==== Given records

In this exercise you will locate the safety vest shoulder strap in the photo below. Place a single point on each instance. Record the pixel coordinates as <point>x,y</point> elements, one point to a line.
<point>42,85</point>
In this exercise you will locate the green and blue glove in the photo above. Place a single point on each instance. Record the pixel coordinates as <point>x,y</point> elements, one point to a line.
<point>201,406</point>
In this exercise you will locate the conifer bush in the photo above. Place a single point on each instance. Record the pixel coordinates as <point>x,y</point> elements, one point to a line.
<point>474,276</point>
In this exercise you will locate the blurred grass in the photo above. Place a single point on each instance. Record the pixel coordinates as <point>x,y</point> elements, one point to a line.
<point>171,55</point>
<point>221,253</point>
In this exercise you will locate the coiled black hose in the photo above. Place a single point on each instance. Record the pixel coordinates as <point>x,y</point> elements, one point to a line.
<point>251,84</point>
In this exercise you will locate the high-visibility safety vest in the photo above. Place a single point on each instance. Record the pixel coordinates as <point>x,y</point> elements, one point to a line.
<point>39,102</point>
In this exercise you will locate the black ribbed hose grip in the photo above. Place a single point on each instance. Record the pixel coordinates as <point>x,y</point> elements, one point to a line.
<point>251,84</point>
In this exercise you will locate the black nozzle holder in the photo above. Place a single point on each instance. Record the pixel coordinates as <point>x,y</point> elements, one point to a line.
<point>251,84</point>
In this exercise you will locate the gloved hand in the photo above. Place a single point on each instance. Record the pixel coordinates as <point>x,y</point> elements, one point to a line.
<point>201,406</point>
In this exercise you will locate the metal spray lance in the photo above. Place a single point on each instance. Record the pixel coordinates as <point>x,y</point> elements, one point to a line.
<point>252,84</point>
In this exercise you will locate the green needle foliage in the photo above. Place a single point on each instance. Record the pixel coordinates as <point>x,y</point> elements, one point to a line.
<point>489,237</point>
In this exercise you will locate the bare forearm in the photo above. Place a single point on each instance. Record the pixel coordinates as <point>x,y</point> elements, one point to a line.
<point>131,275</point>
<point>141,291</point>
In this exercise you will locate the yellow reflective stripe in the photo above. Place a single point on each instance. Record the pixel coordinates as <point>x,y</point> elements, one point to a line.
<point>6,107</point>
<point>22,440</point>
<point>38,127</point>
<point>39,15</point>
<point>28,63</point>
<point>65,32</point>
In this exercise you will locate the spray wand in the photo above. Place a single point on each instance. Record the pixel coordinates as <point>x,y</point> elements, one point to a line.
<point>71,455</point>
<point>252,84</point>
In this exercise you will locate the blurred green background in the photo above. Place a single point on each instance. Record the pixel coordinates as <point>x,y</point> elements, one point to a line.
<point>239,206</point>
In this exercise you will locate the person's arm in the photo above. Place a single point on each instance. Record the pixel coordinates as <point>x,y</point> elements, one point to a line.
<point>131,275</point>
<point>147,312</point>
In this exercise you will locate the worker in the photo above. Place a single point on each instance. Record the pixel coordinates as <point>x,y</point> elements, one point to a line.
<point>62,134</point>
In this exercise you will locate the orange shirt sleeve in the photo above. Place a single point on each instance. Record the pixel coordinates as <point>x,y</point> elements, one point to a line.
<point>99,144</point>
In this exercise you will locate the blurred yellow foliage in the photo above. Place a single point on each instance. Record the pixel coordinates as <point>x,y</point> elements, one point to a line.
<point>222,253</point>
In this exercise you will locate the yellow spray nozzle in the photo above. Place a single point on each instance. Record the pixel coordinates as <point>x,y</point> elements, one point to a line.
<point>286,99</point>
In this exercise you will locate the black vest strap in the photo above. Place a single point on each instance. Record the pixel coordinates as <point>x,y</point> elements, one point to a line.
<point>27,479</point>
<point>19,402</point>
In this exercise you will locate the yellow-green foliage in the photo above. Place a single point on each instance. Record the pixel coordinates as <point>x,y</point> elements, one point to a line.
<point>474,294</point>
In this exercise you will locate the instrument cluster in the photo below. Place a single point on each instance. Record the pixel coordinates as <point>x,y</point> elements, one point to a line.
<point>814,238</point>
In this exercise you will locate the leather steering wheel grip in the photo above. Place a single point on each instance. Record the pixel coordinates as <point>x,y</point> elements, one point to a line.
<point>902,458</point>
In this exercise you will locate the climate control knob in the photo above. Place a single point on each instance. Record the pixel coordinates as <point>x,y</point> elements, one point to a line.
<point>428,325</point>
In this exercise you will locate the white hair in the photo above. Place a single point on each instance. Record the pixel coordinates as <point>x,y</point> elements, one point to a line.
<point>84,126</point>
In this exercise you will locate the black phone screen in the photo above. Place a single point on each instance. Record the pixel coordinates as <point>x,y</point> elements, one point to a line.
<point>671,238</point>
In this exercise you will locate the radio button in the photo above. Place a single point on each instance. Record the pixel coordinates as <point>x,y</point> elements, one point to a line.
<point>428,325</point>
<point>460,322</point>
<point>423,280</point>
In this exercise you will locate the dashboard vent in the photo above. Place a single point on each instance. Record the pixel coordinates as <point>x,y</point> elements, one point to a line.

========

### What you need to do
Output the records exactly, so that each line matches what was given.

### Reply
In this exercise you will locate the safety vest shoulder strap in the photo below. Place a single point on each instance. Record the pixel coordinates as <point>x,y</point> elements, one point to a line.
<point>42,85</point>
In this exercise you will locate the green and blue glove in the photo above. Place a single point on each instance. Record the pixel coordinates as <point>x,y</point> elements, one point to a line.
<point>201,406</point>
In this exercise you will locate the conifer bush in the photo above. Place a single point on each instance. Record the pixel coordinates as <point>x,y</point> elements, one point to a line.
<point>474,276</point>
In this exercise you will locate the blurred grass in the photo above. Place a single point on each instance. Record the pixel coordinates as <point>x,y</point> elements, one point to a line.
<point>171,55</point>
<point>221,253</point>
In this exercise you will locate the coiled black hose in the photo above. Place a single point on each instance. Record the pixel coordinates as <point>x,y</point> elements, one point to a line.
<point>251,84</point>
In this exercise you will locate the high-visibility safety vest in the photo above. Place a single point on each instance. Record the pixel coordinates as <point>x,y</point> elements, one point to a line.
<point>39,102</point>
In this exercise you will locate the black ribbed hose grip in the photo above. Place a single point on each instance. Record the pixel coordinates as <point>x,y</point> elements, one point to a line.
<point>251,84</point>
In this exercise you will locate the black nozzle holder in the photo above. Place a single point on each instance. Record the pixel coordinates as <point>x,y</point> elements, one point to a line.
<point>251,84</point>
In this exercise you will locate the gloved hand in the photo above. Place a single point on each instance. Record the pixel coordinates as <point>x,y</point> elements, one point to a line.
<point>201,406</point>
In this exercise you will locate the metal spray lance in the photo above. Place a single point on each instance. Record the pixel coordinates as <point>x,y</point> elements, one point to a line.
<point>252,84</point>
In this exercise you will locate the green needle foliage in the photo above. Place a single point on each instance. Record the pixel coordinates as <point>x,y</point> elements, one point to a line.
<point>489,237</point>
In this exercise you will locate the bare forearm in the photo above. Place a single point on each instance. Record the pixel coordinates as <point>x,y</point> elements, one point to a line.
<point>131,275</point>
<point>141,291</point>
In this exercise you will locate the yellow reflective stripe in the photo above. Place a single point on each instance. Record the pixel coordinates as <point>x,y</point> elements, one point to a line.
<point>6,107</point>
<point>22,440</point>
<point>38,127</point>
<point>39,15</point>
<point>28,63</point>
<point>65,32</point>
In this exercise you will locate the spray wand in the photo above. Place a single point on each instance. Record the pixel coordinates as <point>x,y</point> elements, one point to a line.
<point>71,455</point>
<point>252,84</point>
In this exercise you will locate the blurred green background in the photo above. Place a single point on each instance. Record the pixel coordinates as <point>x,y</point> elements, one point to a line.
<point>239,206</point>
In this exercise you will locate the person's arm in the photo above. Place a single point on each instance. Record the pixel coordinates as <point>x,y</point> elements, one point to a line.
<point>131,275</point>
<point>147,312</point>
In this exercise you will locate the worker in the photo above. Place a single point on each instance. Record the pixel coordinates as <point>x,y</point> elements, one point to a line.
<point>62,134</point>
In this exercise you will locate the orange shirt sleeve in the photo above. Place a single point on each instance. Record the pixel coordinates as <point>x,y</point> elements, one point to a line.
<point>99,144</point>
In this exercise you will locate the blurred yellow foliage in the photo above. Place a single point on each instance. Record the pixel coordinates as <point>x,y</point> elements, one point to a line.
<point>222,253</point>
In this exercise you will locate the yellow spray nozzle in the photo above. Place a single point on each instance. Record the pixel coordinates as <point>x,y</point> elements, one point to a line.
<point>286,99</point>
In this exercise you will locate the black vest strap in the photo above. Place a single point on each instance. Record the pixel coordinates as <point>x,y</point> elements, one point to a line.
<point>27,479</point>
<point>19,402</point>
In this exercise you will locate the yellow-green foliage in the photo above. Place a single point on each instance. Record the pixel coordinates as <point>x,y</point> elements, one point to a line.
<point>474,294</point>
In this exercise you will locate the instrument cluster in the photo below. Place a single point on each instance. Record the pixel coordinates as <point>x,y</point> elements, one point to a line.
<point>814,238</point>
In this exercise you will locate the leather steering wheel grip in the photo above. Place a single point on each instance. Record the pixel coordinates as <point>x,y</point> elements, one point to a line.
<point>902,458</point>
In this exercise you will locate the climate control knob in the photo above. Place a single point on each instance. Record the pixel coordinates as <point>x,y</point> elements, one point to a line.
<point>428,325</point>
In this exercise you will locate the white hair in the photo above. Place a single point on each instance. Record the pixel coordinates as <point>x,y</point> elements, one point to a line.
<point>84,126</point>
In this exercise you will locate the black phone screen in the photo above. Place a single point on each instance. Record the pixel coordinates as <point>x,y</point> elements, one point to a line.
<point>671,238</point>
In this exercise you will locate the radio button in the photo above. Place a single point on each instance. Record the pixel coordinates as <point>x,y</point> elements, one point to a line.
<point>428,325</point>
<point>460,322</point>
<point>423,280</point>
In this exercise you will locate the dashboard vent in the photo above. Place a single point on each instance. Record the pixel coordinates as <point>x,y</point> elements, one point to a line.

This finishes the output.